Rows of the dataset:

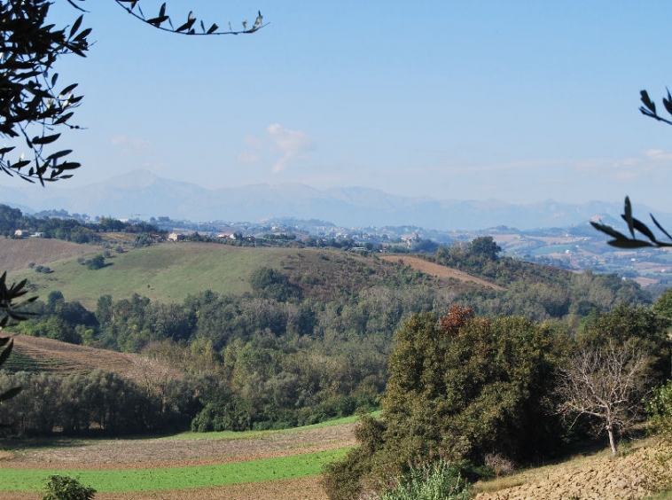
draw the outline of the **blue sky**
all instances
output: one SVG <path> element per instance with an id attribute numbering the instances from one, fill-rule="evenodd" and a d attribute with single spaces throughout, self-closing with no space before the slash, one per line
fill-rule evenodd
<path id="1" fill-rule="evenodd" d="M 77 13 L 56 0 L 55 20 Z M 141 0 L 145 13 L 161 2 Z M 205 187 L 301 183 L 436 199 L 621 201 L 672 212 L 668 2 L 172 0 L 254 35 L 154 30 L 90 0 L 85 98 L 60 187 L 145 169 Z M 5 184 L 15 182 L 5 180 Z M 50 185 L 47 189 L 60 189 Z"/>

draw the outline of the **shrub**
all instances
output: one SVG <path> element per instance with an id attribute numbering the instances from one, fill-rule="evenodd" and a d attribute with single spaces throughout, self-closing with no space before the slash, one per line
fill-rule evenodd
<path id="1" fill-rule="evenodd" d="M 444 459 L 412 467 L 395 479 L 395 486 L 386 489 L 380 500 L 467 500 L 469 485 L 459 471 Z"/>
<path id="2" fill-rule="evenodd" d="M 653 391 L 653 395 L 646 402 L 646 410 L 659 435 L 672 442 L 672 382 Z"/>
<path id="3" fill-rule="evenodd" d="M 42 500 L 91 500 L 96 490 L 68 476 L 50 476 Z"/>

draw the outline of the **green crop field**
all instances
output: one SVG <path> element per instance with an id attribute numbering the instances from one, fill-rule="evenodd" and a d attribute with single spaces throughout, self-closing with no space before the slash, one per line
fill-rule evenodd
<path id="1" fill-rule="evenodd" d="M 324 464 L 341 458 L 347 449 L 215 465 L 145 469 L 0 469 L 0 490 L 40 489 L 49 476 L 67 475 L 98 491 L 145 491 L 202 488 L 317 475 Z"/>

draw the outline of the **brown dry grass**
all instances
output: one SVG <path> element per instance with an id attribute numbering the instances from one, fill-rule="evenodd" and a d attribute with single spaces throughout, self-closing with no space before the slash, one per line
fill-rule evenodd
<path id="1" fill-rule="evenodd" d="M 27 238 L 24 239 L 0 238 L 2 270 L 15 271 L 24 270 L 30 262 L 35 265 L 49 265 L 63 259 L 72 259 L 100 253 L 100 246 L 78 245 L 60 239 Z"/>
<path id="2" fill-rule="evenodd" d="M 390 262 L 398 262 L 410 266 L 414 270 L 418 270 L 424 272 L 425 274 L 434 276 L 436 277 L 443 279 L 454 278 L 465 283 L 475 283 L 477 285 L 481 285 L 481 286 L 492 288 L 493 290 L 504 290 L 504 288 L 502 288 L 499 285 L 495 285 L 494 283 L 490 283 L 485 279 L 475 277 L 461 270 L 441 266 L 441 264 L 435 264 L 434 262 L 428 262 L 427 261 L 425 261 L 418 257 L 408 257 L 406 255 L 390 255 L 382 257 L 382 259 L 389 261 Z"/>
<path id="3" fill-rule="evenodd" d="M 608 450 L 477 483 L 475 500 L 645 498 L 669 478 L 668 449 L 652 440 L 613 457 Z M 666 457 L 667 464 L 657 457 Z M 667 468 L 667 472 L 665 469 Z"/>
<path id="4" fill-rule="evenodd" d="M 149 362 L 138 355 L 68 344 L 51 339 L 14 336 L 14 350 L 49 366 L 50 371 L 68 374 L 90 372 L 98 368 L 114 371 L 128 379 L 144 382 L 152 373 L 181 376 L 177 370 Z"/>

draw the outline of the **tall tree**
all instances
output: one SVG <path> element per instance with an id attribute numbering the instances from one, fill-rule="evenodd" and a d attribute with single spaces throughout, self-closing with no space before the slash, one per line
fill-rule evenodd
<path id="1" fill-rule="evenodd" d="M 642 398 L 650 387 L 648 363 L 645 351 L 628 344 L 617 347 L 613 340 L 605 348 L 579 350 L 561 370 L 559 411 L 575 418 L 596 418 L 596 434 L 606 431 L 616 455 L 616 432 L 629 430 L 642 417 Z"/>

...

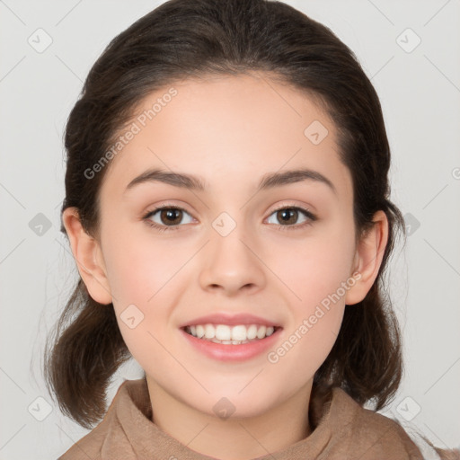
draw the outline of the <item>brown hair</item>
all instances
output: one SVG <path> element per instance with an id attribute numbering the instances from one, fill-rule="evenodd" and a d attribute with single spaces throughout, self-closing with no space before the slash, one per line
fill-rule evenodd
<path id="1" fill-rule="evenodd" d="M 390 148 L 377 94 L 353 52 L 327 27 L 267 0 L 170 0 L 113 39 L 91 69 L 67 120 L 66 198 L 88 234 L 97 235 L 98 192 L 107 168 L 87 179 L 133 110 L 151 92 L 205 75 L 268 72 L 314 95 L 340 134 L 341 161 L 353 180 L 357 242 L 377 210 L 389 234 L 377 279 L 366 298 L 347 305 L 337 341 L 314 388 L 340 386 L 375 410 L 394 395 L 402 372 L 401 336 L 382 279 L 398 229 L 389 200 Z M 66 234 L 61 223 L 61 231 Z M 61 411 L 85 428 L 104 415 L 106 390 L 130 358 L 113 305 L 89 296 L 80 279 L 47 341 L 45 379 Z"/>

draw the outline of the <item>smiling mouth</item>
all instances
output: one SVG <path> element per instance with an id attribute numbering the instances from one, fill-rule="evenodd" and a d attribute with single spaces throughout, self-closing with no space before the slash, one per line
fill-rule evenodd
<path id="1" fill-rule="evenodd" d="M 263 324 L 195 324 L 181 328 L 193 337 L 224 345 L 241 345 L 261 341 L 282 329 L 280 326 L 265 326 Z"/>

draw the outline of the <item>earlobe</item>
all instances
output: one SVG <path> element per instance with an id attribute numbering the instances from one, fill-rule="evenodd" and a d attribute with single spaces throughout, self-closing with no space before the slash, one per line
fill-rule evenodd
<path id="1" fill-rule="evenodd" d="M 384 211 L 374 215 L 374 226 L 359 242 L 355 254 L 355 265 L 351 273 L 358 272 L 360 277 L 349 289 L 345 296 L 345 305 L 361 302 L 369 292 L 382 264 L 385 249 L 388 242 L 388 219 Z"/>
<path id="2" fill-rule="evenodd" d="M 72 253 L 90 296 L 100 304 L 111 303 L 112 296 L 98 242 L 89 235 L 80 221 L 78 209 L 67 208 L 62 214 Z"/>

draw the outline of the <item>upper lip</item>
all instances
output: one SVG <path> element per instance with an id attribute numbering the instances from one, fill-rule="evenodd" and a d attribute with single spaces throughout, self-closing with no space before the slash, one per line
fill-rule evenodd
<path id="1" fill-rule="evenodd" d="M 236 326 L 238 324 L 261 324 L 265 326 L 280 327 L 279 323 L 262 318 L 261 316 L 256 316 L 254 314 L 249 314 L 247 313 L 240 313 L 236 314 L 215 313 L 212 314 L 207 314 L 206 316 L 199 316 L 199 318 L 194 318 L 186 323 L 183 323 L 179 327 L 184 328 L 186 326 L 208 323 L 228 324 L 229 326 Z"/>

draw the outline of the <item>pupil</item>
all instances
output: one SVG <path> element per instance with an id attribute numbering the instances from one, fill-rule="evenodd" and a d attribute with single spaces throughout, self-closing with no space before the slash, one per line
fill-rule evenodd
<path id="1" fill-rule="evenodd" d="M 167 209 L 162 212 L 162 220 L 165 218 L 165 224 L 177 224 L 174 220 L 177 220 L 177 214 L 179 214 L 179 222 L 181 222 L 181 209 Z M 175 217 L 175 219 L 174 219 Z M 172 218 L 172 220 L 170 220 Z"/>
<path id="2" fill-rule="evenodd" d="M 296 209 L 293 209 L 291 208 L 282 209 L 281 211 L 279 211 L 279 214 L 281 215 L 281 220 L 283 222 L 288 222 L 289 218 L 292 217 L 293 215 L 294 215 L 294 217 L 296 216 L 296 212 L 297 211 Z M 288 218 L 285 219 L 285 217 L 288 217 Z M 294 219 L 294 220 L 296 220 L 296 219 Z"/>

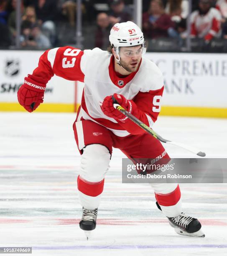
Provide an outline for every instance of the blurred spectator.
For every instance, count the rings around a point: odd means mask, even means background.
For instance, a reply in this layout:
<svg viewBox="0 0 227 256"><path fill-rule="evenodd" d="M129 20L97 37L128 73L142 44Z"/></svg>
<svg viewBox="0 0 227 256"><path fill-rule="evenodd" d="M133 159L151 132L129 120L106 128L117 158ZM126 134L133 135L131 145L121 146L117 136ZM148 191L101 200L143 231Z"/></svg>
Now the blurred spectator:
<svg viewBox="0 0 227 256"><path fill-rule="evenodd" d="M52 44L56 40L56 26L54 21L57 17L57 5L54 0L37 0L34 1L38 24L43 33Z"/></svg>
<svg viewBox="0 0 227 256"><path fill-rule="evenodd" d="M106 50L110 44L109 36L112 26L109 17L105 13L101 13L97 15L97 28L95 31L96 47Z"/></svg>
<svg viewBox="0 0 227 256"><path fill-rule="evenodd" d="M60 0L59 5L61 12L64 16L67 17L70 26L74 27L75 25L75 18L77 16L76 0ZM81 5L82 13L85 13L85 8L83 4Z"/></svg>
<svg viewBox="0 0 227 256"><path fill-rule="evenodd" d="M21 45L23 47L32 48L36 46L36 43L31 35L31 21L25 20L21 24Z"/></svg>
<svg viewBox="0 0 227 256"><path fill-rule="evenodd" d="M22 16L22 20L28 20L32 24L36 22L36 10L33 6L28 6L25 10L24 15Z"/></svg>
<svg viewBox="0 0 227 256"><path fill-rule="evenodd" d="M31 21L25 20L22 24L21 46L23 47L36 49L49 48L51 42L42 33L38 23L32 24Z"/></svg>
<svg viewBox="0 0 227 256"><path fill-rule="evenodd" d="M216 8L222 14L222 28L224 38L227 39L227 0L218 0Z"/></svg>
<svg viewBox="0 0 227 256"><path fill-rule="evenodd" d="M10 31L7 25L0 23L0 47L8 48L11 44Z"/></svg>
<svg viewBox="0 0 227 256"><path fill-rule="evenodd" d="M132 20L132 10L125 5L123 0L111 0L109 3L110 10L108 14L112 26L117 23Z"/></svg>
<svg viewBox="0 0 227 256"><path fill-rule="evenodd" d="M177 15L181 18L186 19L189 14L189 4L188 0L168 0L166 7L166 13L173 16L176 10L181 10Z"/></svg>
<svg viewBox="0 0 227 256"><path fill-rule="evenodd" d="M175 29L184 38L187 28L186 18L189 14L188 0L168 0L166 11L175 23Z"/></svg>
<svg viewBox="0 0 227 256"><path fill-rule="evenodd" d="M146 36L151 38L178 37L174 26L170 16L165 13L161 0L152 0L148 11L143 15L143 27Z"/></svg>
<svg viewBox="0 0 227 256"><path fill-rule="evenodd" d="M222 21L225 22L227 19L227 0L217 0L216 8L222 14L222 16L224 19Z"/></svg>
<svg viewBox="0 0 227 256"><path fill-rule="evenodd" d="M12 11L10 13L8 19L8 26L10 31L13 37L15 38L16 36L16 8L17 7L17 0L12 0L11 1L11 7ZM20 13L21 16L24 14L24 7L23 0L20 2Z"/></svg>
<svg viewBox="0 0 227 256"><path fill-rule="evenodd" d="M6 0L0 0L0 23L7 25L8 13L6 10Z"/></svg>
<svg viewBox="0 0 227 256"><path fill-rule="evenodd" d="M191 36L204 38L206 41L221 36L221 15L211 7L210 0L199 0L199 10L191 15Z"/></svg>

---

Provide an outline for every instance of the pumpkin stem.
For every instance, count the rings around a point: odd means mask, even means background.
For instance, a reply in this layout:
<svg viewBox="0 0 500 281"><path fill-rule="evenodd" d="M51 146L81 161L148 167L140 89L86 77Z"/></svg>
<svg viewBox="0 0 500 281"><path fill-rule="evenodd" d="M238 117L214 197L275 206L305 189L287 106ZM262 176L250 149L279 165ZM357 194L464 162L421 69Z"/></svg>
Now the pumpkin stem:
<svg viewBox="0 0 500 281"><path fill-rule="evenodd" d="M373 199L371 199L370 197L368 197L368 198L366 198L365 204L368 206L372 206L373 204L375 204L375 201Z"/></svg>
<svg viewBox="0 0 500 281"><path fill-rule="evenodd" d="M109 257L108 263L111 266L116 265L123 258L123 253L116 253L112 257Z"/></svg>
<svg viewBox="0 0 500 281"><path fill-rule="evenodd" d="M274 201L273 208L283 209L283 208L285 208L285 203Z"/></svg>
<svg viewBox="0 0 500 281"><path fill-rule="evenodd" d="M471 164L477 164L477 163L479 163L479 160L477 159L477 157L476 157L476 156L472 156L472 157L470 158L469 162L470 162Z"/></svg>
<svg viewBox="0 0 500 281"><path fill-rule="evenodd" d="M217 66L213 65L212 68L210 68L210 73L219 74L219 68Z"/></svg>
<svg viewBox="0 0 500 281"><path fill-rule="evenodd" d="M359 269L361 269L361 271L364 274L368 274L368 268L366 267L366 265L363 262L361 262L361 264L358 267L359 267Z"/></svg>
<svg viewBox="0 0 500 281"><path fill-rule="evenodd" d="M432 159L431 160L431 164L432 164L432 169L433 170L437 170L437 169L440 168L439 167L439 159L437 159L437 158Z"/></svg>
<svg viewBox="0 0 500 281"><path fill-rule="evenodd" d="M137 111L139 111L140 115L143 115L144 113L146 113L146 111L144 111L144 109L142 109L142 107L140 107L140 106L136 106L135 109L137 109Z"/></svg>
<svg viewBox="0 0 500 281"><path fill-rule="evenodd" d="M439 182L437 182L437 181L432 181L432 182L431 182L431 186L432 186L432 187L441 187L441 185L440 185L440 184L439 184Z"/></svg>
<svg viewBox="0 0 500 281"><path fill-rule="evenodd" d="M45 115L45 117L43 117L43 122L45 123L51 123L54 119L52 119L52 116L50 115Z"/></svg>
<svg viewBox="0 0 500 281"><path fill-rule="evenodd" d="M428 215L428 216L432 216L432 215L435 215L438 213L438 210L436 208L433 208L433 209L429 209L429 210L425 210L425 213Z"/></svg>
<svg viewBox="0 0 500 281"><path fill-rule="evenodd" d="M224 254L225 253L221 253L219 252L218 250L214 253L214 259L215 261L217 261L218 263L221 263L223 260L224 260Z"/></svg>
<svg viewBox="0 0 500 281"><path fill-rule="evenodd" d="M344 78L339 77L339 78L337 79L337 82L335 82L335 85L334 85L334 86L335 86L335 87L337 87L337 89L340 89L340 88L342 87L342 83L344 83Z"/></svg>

**WHAT YOU NEED TO DO**
Reproduce verbatim the lines from the one containing "draw the outline of the **shrub**" through the one containing "42 500 L 91", including both of those lines.

**RESPONSE BELOW**
draw the outline of the **shrub**
all instances
output: one SVG <path> element per instance with an id attribute numbering the instances from one, fill-rule="evenodd" and a d attribute with single spaces throughout, self-closing with no space before the slash, one per line
fill-rule evenodd
<path id="1" fill-rule="evenodd" d="M 444 459 L 412 467 L 395 479 L 395 486 L 386 489 L 380 500 L 467 500 L 469 485 L 459 471 Z"/>
<path id="2" fill-rule="evenodd" d="M 653 391 L 653 395 L 646 402 L 646 410 L 659 435 L 672 442 L 672 382 Z"/>
<path id="3" fill-rule="evenodd" d="M 42 500 L 91 500 L 96 490 L 68 476 L 50 476 Z"/>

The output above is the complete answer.